Extract every line of the items below and reproduce each one character for character, in the same order.

-- Begin STORED ROWS --

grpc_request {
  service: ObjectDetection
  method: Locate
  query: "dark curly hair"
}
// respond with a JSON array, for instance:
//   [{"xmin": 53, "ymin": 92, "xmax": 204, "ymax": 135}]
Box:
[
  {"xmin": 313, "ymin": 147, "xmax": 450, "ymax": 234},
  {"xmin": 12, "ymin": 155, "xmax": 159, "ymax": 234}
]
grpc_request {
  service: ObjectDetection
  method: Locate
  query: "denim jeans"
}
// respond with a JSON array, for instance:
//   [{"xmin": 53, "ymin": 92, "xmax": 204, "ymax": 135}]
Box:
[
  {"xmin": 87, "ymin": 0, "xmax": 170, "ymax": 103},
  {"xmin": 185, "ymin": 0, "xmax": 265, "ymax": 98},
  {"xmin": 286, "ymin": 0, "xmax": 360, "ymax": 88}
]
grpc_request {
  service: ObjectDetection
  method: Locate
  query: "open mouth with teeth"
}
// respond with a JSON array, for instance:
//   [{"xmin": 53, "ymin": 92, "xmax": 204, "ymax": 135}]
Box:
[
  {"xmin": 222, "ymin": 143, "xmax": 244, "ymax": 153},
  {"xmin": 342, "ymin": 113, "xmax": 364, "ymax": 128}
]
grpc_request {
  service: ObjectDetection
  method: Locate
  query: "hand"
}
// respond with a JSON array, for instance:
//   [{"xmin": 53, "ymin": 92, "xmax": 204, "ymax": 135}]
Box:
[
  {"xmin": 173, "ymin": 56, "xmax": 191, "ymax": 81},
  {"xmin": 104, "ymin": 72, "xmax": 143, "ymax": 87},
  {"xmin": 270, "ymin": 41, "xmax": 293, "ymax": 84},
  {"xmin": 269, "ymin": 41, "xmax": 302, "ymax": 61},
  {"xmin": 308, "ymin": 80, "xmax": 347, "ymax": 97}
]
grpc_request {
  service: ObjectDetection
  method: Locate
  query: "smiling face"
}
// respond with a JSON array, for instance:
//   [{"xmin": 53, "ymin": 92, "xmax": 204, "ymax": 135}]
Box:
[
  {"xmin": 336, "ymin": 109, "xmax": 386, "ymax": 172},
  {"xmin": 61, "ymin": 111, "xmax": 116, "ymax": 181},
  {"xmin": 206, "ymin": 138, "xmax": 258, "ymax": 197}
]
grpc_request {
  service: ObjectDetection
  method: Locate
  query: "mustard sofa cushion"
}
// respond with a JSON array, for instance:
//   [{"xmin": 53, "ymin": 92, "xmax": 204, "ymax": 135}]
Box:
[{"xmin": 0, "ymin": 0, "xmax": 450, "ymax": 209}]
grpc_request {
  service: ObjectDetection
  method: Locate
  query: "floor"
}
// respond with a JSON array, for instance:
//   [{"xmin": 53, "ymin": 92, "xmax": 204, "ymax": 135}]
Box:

-- End STORED ROWS --

● EXPECTED ANSWER
grpc_request {
  service: ObjectDetection
  method: Locate
  query: "dark curly hair"
}
// respond with a JSON array, for instance:
//   [{"xmin": 53, "ymin": 92, "xmax": 204, "ymax": 135}]
Box:
[
  {"xmin": 313, "ymin": 147, "xmax": 450, "ymax": 234},
  {"xmin": 12, "ymin": 155, "xmax": 159, "ymax": 234}
]
grpc_request {
  service: ObjectDetection
  method: Locate
  query: "denim jeans"
}
// respond with a JSON array, for instance:
//   [{"xmin": 53, "ymin": 92, "xmax": 204, "ymax": 135}]
Box:
[
  {"xmin": 87, "ymin": 0, "xmax": 170, "ymax": 103},
  {"xmin": 185, "ymin": 0, "xmax": 265, "ymax": 98},
  {"xmin": 286, "ymin": 0, "xmax": 360, "ymax": 88}
]
grpc_request {
  service: ObjectDetection
  method: Locate
  query: "open mouth with teeth"
}
// respond with a JSON array, for instance:
//   [{"xmin": 53, "ymin": 92, "xmax": 204, "ymax": 135}]
Box:
[
  {"xmin": 222, "ymin": 143, "xmax": 244, "ymax": 153},
  {"xmin": 342, "ymin": 113, "xmax": 364, "ymax": 128}
]
grpc_request {
  service: ObjectDetection
  method: Locate
  query: "hand"
}
// respond with a JSON array, for instance:
//   [{"xmin": 53, "ymin": 92, "xmax": 204, "ymax": 135}]
Box:
[
  {"xmin": 173, "ymin": 56, "xmax": 191, "ymax": 81},
  {"xmin": 104, "ymin": 72, "xmax": 143, "ymax": 87},
  {"xmin": 270, "ymin": 41, "xmax": 293, "ymax": 84},
  {"xmin": 269, "ymin": 41, "xmax": 302, "ymax": 61},
  {"xmin": 308, "ymin": 80, "xmax": 347, "ymax": 97}
]
grpc_request {
  service: ObjectDetection
  method: Locate
  query: "smiling face"
}
// respond with a JSON array, for instance:
//   [{"xmin": 53, "ymin": 92, "xmax": 204, "ymax": 135}]
Box:
[
  {"xmin": 336, "ymin": 109, "xmax": 386, "ymax": 172},
  {"xmin": 61, "ymin": 111, "xmax": 116, "ymax": 181},
  {"xmin": 206, "ymin": 138, "xmax": 258, "ymax": 197}
]
grpc_request {
  service: ObjectDetection
  method: Locate
  query: "mustard sofa cushion"
}
// respond with a JSON array, for instance:
//   [{"xmin": 53, "ymin": 92, "xmax": 204, "ymax": 135}]
Box:
[{"xmin": 0, "ymin": 0, "xmax": 450, "ymax": 209}]
grpc_request {
  service: ObjectDetection
  method: Locate
  query: "floor"
}
// respond with a JSON array, for instance:
//   [{"xmin": 53, "ymin": 92, "xmax": 204, "ymax": 135}]
Box:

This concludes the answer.